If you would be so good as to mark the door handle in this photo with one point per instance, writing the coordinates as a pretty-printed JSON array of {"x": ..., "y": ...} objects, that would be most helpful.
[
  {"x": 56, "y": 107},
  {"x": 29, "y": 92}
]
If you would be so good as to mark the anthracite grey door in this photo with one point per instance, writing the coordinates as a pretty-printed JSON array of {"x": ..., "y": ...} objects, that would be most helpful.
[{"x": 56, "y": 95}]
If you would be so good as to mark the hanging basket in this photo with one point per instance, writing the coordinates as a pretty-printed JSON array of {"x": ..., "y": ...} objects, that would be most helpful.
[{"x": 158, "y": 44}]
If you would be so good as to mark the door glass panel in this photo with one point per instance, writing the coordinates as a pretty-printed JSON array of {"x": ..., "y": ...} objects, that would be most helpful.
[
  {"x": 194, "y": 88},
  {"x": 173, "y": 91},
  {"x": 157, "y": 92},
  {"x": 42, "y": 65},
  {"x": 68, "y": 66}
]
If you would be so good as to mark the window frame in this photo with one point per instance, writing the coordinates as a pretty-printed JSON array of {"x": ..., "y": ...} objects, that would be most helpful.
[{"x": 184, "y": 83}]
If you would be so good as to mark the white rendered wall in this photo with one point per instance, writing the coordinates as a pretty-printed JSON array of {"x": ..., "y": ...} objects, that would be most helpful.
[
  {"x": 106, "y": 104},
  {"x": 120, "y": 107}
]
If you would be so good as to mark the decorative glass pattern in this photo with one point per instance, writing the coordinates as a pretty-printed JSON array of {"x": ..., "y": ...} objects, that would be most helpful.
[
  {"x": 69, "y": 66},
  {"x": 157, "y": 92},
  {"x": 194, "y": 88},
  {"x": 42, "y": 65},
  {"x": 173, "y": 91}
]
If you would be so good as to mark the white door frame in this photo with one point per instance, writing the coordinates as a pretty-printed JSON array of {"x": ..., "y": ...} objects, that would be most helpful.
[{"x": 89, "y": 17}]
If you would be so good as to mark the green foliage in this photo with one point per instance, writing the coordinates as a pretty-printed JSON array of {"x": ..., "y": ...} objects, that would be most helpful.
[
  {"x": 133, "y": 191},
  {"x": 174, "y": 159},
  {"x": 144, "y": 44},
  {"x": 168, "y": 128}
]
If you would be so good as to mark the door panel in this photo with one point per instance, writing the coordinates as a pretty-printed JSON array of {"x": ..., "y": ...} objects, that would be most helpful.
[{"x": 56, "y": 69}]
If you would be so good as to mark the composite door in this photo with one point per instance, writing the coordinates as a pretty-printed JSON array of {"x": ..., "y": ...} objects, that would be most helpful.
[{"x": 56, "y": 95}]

▸ JOB
Reproduce the material above verbatim, every line included.

▸ OUTPUT
If you would be so good as to mark the door handle in this photo with one point per instance, writing the coordinates as a pretty-printed JSON array of {"x": ..., "y": ...} objects, that would be most helpful.
[
  {"x": 56, "y": 107},
  {"x": 29, "y": 92}
]
If you would be so good as to mark the anthracite grey door in this photo with one point per instance, writing the coordinates as a pretty-printed JSON array of {"x": ..., "y": ...} objects, that would be most helpful.
[{"x": 56, "y": 95}]
If you would be so good as to mark the hanging basket in this photo with one point per instance, writing the coordinates as a pretty-printed JSON array of {"x": ..., "y": ...} objects, that would be most helpful.
[{"x": 158, "y": 44}]
If you would be so good as to mark the door glass panel in this photo with one point per instance, writing the coordinates as a pretty-printed JSON array of {"x": ..., "y": ...} objects, that would be most helpful.
[
  {"x": 194, "y": 88},
  {"x": 173, "y": 91},
  {"x": 157, "y": 92},
  {"x": 42, "y": 65},
  {"x": 68, "y": 66}
]
If you would be so good as to mark the window frame in this photo with one point per instance, writing the coordinates as a pretty-printed JSON array of {"x": ..., "y": ...} objects, that would be most helpful.
[{"x": 184, "y": 83}]
If you would be so good as to mark the white rendered wall in this photo with one point per instance, writing the coordinates as a pretty-printed JSON array of {"x": ..., "y": ...} objects, that would be most helpful.
[
  {"x": 106, "y": 104},
  {"x": 120, "y": 107}
]
If you would be so good as to mark the decorative glass pattern in this photo with one point per instance, writing the coordinates as a pretty-printed JSON array of {"x": ..., "y": ...} objects, that would be most helpful.
[
  {"x": 69, "y": 66},
  {"x": 157, "y": 92},
  {"x": 194, "y": 88},
  {"x": 42, "y": 65},
  {"x": 173, "y": 91}
]
If you would be so good as to mark the white door frame in this photo with one point per instance, writing the coordinates as a pretty-printed JSON array of {"x": ..., "y": ...} objects, that would be most helpful.
[{"x": 89, "y": 17}]
If you would be so good as to mark the green foliage in this photo with one point per instance, writing the coordinates as a pretty-printed JSON array of {"x": ..., "y": ...} objects, that would be most helpful.
[
  {"x": 133, "y": 191},
  {"x": 174, "y": 159},
  {"x": 144, "y": 44},
  {"x": 168, "y": 128}
]
If you would be so good as to mark the door panel in this photo with one point per instance, writing the coordinates as a pretty-printed JSON array of {"x": ..., "y": ...} objects, that would be most helpful.
[{"x": 56, "y": 69}]
If you would be so good as to mark the composite door in this photo with one point per instance, writing the coordinates as a pretty-printed JSON array of {"x": ..., "y": ...} objects, that would be most helpful.
[{"x": 56, "y": 95}]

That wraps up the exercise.